**Task requirements**
Swap each "SHOULD" in the material below for "MUST" and keep everything else the same. Leave the pictures out of your answer.
[START Information shown]
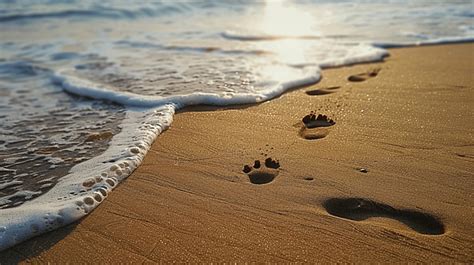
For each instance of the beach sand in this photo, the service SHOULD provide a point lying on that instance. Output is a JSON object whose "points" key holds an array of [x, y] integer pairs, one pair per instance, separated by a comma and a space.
{"points": [[389, 180]]}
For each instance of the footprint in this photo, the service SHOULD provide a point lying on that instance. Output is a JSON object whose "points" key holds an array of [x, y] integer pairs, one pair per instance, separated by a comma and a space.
{"points": [[322, 91], [262, 174], [359, 209], [364, 76], [313, 126]]}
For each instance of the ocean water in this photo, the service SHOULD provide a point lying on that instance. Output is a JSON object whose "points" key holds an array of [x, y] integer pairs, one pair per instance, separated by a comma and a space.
{"points": [[86, 86]]}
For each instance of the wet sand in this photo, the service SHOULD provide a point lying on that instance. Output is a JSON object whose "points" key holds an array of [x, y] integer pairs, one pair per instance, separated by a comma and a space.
{"points": [[381, 171]]}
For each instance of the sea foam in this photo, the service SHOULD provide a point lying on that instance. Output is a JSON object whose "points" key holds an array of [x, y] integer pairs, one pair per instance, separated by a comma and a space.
{"points": [[126, 69]]}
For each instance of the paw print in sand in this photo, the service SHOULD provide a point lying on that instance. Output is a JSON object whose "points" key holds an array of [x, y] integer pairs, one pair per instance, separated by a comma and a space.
{"points": [[313, 126], [262, 174]]}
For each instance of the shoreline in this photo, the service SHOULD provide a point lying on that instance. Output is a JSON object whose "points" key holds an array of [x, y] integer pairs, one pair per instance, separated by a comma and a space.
{"points": [[408, 126]]}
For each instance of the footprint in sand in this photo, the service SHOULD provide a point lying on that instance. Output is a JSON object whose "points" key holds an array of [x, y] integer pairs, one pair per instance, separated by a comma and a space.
[END Information shown]
**Correct output**
For each instance of the beach sand in this photo, the service MUST provide a point lying on that instance. Output is a JSON object whose "points" key holds an array of [x, y] integer pairs, one pair per instance, separated by a comma and a space.
{"points": [[389, 180]]}
For each instance of the footprint in this photo, the service MUST provide a point lying on that instance. Output is a JSON object whose "points" key holds an array of [x, y] integer pairs, one pair per instance, separated by a comma and a space.
{"points": [[322, 91], [262, 174], [359, 209], [364, 76], [313, 126]]}
For each instance of the ocean water in this photo, the service MUST provide a point lying on that instance. Output is a JSON object whose "points" key holds an array of [x, y] integer pairs, one pair per instance, separated by a comma and a space.
{"points": [[86, 86]]}
For each instance of the wet sand in this photo, the service MUST provide a point lying on that instance. Output is a JSON object whose "points" key holds an array of [x, y] integer pairs, one pair per instance, separated by a comma and a space.
{"points": [[381, 171]]}
For each instance of the sea foam in this photo, the service MUST provide a point lying on that instance. Output is a JSON object whose "points" key holds an array of [x, y] integer pairs, one pair per instance, separated by a comma and a space.
{"points": [[126, 69]]}
For each instance of the paw print in sand in this photo, the service MUST provide a point lying on that instance. Output is a JSON object whose "points" key holds an array of [x, y] integer pairs, one pair per instance, separated by a comma and a space.
{"points": [[313, 126], [262, 174]]}
For each instance of the shoreline in this photo, the service MUST provide a point lying on that instance. Output is a JSON object whose "points" key holds an array of [x, y] integer pairs, one pair per instance, separated by a comma and a space.
{"points": [[408, 126]]}
For each instance of the footprint in sand in this photo, the service MUST provide a point lying on that instance. Output is a JSON object whose "points" key holds an array of [x, y] integer pairs, one pair per instance, separated by a comma and a space.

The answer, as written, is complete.